- [EXTRACT TO READ]

● ● ● ● ●

# BIG blue coming into ECBC!



## Chris V (Oct 18, 2007)

In case anyone wants to watch, Cotton Patch is coming in with a 134" X 77" Blue. Johnny and crew showing it doesn't matter how old the boat, a good crew can get it done!


----------



## countryjwh (Nov 20, 2007)

Full grown!


----------



## cody&ryand (Oct 3, 2007)

Stud fish for sure


----------



## BlueWaterWarrior (May 28, 2015)

That fish is gonna push a Grand if the anal girth is decent.


----------



## Chris V (Oct 18, 2007)

BlueWaterWarrior said:


> That fish is gonna push a Grand if the anal girth is decent.


She's 21" at the base of the tail and very deep throughout. I'm going to guess 940lbs minimum, but good possibility of seeing 4 digits. Johnny is no stranger to big fish and taking proper care once they are on deck, so I'm sure weight has been preserved well.


----------



## OWS (Jul 10, 2014)




----------



## jmunoz (Jan 11, 2012)

Anyone got an eta?

Sent from my SM-N900P using Tapatalk


----------



## Chris V (Oct 18, 2007)

Scale opens at 4. The boat is already there I believe.


----------



## sniperpeeps (Mar 5, 2011)

They came past us around mid morning, said they needed more ice!

● ● ● ● ●

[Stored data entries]
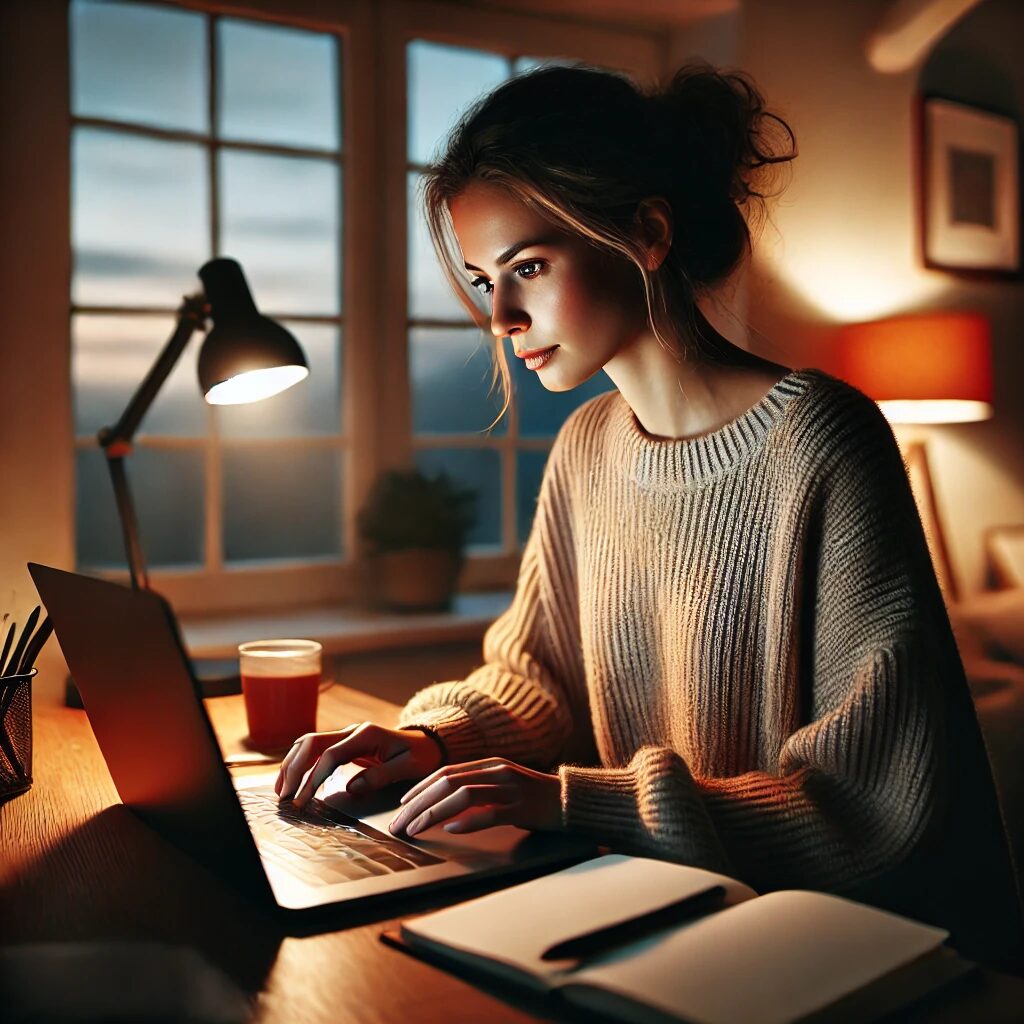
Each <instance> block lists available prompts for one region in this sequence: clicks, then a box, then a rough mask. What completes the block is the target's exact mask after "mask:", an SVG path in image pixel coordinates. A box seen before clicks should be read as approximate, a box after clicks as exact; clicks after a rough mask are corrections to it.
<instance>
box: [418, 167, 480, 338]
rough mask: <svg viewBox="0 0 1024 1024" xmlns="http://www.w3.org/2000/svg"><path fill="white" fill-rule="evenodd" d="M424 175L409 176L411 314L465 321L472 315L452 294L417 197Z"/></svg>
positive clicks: (422, 211)
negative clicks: (430, 236) (419, 186)
mask: <svg viewBox="0 0 1024 1024" xmlns="http://www.w3.org/2000/svg"><path fill="white" fill-rule="evenodd" d="M421 178H422V175H421V174H418V173H417V172H415V171H411V172H410V173H409V174H408V176H407V179H406V180H407V191H406V195H407V200H408V202H407V207H408V216H407V218H406V225H407V233H408V245H409V315H410V316H411V317H412V318H414V319H455V321H463V322H465V321H466V318H467V316H468V313H467V312H466V310H465V309H463V307H462V305H461V304H460V302H459V300H458V299H457V298H456V297H455V295H453V293H452V286H451V285H450V284H449V283H447V279H446V278H445V276H444V274H443V273H442V272H441V268H440V265H439V264H438V262H437V257H436V256H435V255H434V247H433V243H432V242H431V241H430V231H429V230H428V228H427V219H426V217H425V216H424V214H423V210H422V208H421V206H420V201H419V199H418V197H417V186H418V183H419V181H420V179H421Z"/></svg>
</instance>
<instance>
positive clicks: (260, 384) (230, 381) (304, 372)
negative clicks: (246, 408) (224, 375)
mask: <svg viewBox="0 0 1024 1024" xmlns="http://www.w3.org/2000/svg"><path fill="white" fill-rule="evenodd" d="M308 376H309V371H308V369H307V368H306V367H268V368H267V369H265V370H250V371H248V372H247V373H244V374H237V375H236V376H234V377H229V378H228V379H227V380H226V381H221V382H220V383H219V384H214V386H213V387H212V388H210V390H209V391H207V392H206V400H207V401H208V402H209V403H210V404H211V406H244V404H246V403H247V402H250V401H260V400H262V399H263V398H269V397H271V396H272V395H275V394H280V393H281V392H282V391H285V390H287V389H288V388H290V387H291V386H292V385H293V384H298V383H299V381H301V380H305V378H306V377H308Z"/></svg>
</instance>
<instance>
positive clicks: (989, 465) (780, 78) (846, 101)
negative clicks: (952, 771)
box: [737, 0, 1024, 592]
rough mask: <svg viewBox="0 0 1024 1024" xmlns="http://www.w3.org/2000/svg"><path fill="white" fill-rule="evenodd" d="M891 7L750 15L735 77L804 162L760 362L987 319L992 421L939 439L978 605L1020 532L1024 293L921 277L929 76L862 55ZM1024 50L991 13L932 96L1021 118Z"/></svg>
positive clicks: (958, 43) (970, 426)
mask: <svg viewBox="0 0 1024 1024" xmlns="http://www.w3.org/2000/svg"><path fill="white" fill-rule="evenodd" d="M887 6H888V4H887V3H885V2H881V0H861V2H859V3H820V2H817V0H772V2H750V3H746V4H744V6H743V15H742V19H741V23H740V27H739V40H738V46H737V53H738V58H737V63H738V65H739V66H740V67H741V68H743V69H744V70H746V71H749V72H750V73H751V74H752V75H753V76H754V78H755V80H756V81H757V82H758V84H759V85H760V86H761V88H762V90H763V91H764V93H765V95H766V97H767V98H768V100H769V104H770V105H771V106H773V108H775V109H777V110H778V111H779V113H780V114H782V115H783V116H784V117H785V118H786V119H787V120H788V121H790V122H791V124H792V126H793V127H794V129H795V131H796V134H797V139H798V143H799V147H800V156H799V158H798V159H797V161H796V162H795V164H794V167H793V179H792V184H791V186H790V188H788V189H787V190H786V193H785V195H784V197H783V199H782V200H781V201H780V202H779V203H778V204H777V205H776V207H775V209H774V214H773V221H774V227H771V226H770V227H768V228H767V229H766V231H765V232H764V236H763V237H762V239H761V241H760V245H759V249H758V252H757V255H756V258H755V260H754V263H753V265H752V267H751V269H750V272H749V282H748V285H749V316H750V321H751V326H752V343H753V344H752V347H754V348H755V349H756V350H759V351H762V352H764V353H765V354H767V355H769V356H770V357H774V358H779V359H780V360H781V361H783V362H787V364H790V365H792V366H818V367H821V368H822V369H825V370H830V369H834V368H835V361H834V356H833V351H834V342H835V337H836V330H837V327H838V326H839V325H841V324H842V323H845V322H849V321H858V319H870V318H874V317H878V316H885V315H888V314H890V313H896V312H909V311H918V310H926V309H943V308H945V309H962V308H978V309H982V310H984V311H986V312H987V313H988V314H989V315H990V316H991V318H992V328H993V345H994V353H993V357H994V371H995V380H996V393H995V410H996V415H995V418H994V419H993V420H991V421H990V422H987V423H980V424H965V425H962V426H948V427H934V428H930V429H929V441H930V454H931V457H932V468H933V477H934V483H935V489H936V499H937V502H938V504H939V509H940V514H941V515H942V517H943V519H944V522H945V527H946V532H947V539H948V542H949V546H950V549H951V550H950V555H951V559H952V561H953V568H954V571H955V572H956V574H957V577H958V579H959V585H961V588H962V591H963V592H970V591H973V590H975V589H977V588H979V587H980V586H981V585H982V582H983V570H984V563H983V548H982V532H983V530H984V528H985V527H986V526H988V525H991V524H994V523H1005V522H1024V443H1022V440H1024V402H1021V400H1020V399H1019V398H1018V396H1017V394H1016V389H1017V387H1018V385H1019V383H1020V381H1021V380H1022V370H1024V338H1022V337H1021V336H1022V334H1024V316H1022V313H1024V284H1021V283H1019V282H1016V283H992V282H987V283H974V282H972V283H968V282H966V281H965V280H964V279H961V278H956V276H953V275H951V274H948V273H946V272H942V271H935V270H926V269H925V268H924V267H923V266H922V265H921V262H920V258H919V255H918V249H916V223H915V214H914V202H915V187H916V185H915V181H914V151H913V116H914V101H915V97H916V95H918V92H919V87H920V86H919V77H920V75H921V69H920V68H919V69H913V70H911V71H909V72H907V73H904V74H900V75H881V74H879V73H877V72H874V71H873V70H872V69H871V68H870V66H869V65H868V63H867V60H866V57H865V56H864V46H863V43H864V39H865V37H866V35H867V33H868V32H869V31H870V29H871V28H872V27H873V26H874V25H876V23H877V22H878V19H879V17H880V15H881V12H882V11H883V10H884V9H885V8H886V7H887ZM1022 38H1024V9H1022V8H1021V6H1020V4H1018V3H1016V0H987V2H986V3H983V4H982V5H980V6H979V7H978V8H977V9H976V10H975V11H974V12H972V13H971V14H969V15H968V17H967V18H966V19H965V20H964V22H962V23H961V24H959V25H958V26H956V27H954V29H953V30H952V31H951V32H950V34H949V35H948V37H947V38H946V39H945V40H943V41H942V43H941V44H940V46H939V47H938V48H937V50H936V54H935V56H934V57H933V58H932V60H931V61H930V62H929V65H928V69H927V75H926V82H940V81H941V83H942V84H943V85H945V86H949V87H950V88H953V87H955V88H957V89H959V90H961V92H962V93H963V94H964V96H965V98H971V99H975V100H991V101H994V100H996V99H1001V100H1004V105H1006V102H1013V103H1014V104H1016V111H1017V112H1018V114H1019V112H1020V110H1021V106H1022V97H1024V70H1022V68H1021V63H1020V60H1019V53H1016V52H1015V46H1016V47H1017V48H1018V49H1019V41H1020V40H1021V39H1022ZM965 54H970V61H968V60H967V59H966V58H965ZM979 68H980V69H982V70H983V72H984V74H979V73H978V69H979ZM944 91H948V89H946V90H944ZM996 93H998V95H996ZM951 94H952V95H956V94H957V93H956V92H955V91H954V92H952V93H951Z"/></svg>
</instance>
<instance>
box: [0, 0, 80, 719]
mask: <svg viewBox="0 0 1024 1024" xmlns="http://www.w3.org/2000/svg"><path fill="white" fill-rule="evenodd" d="M65 22H66V14H65V3H63V2H62V0H13V2H12V3H4V4H0V39H2V40H3V58H2V59H0V140H2V148H0V224H2V225H3V232H4V241H3V245H2V246H0V614H2V613H3V612H4V611H8V610H9V611H11V612H12V616H13V617H14V618H16V620H17V622H18V623H24V622H25V616H26V614H27V613H28V612H29V611H30V610H31V609H32V607H33V606H34V605H35V604H36V603H37V601H38V597H37V595H36V591H35V587H34V586H33V584H32V580H31V578H30V577H29V573H28V572H27V571H26V567H25V564H26V561H28V560H29V559H31V560H34V561H40V562H47V563H49V564H51V565H57V566H60V567H62V568H71V567H73V562H74V550H73V548H74V538H73V519H72V516H71V514H70V511H69V510H70V509H71V508H72V503H73V500H74V498H73V482H74V476H73V474H74V465H73V447H72V441H73V437H72V423H71V357H70V351H71V342H70V338H69V307H68V303H69V298H68V295H69V288H68V283H69V280H70V276H71V252H70V242H69V238H70V236H69V231H70V221H69V172H68V119H69V117H70V114H69V110H68V77H67V74H68V58H67V32H66V29H65ZM38 668H39V685H38V686H37V688H36V689H37V696H42V697H44V698H47V699H55V696H56V694H57V692H58V690H59V687H60V686H61V685H62V680H63V676H65V673H66V672H67V669H66V667H65V664H63V658H62V657H61V656H60V651H59V648H58V647H57V644H56V642H55V641H54V640H51V641H50V642H49V643H48V644H47V646H46V649H45V650H44V652H43V655H42V657H41V658H40V659H39V663H38Z"/></svg>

● ● ● ● ●

- [PROBLEM] From the forum thread about the big blue coming into ECBC, return the passage starting at "In case anyone" and ending at "Full grown!", copied word for word.

- [TASK ANSWER]
In case anyone wants to watch, Cotton Patch is coming in with a 134" X 77" Blue. Johnny and crew showing it doesn't matter how old the boat, a good crew can get it done!


----------



## countryjwh (Nov 20, 2007)

Full grown!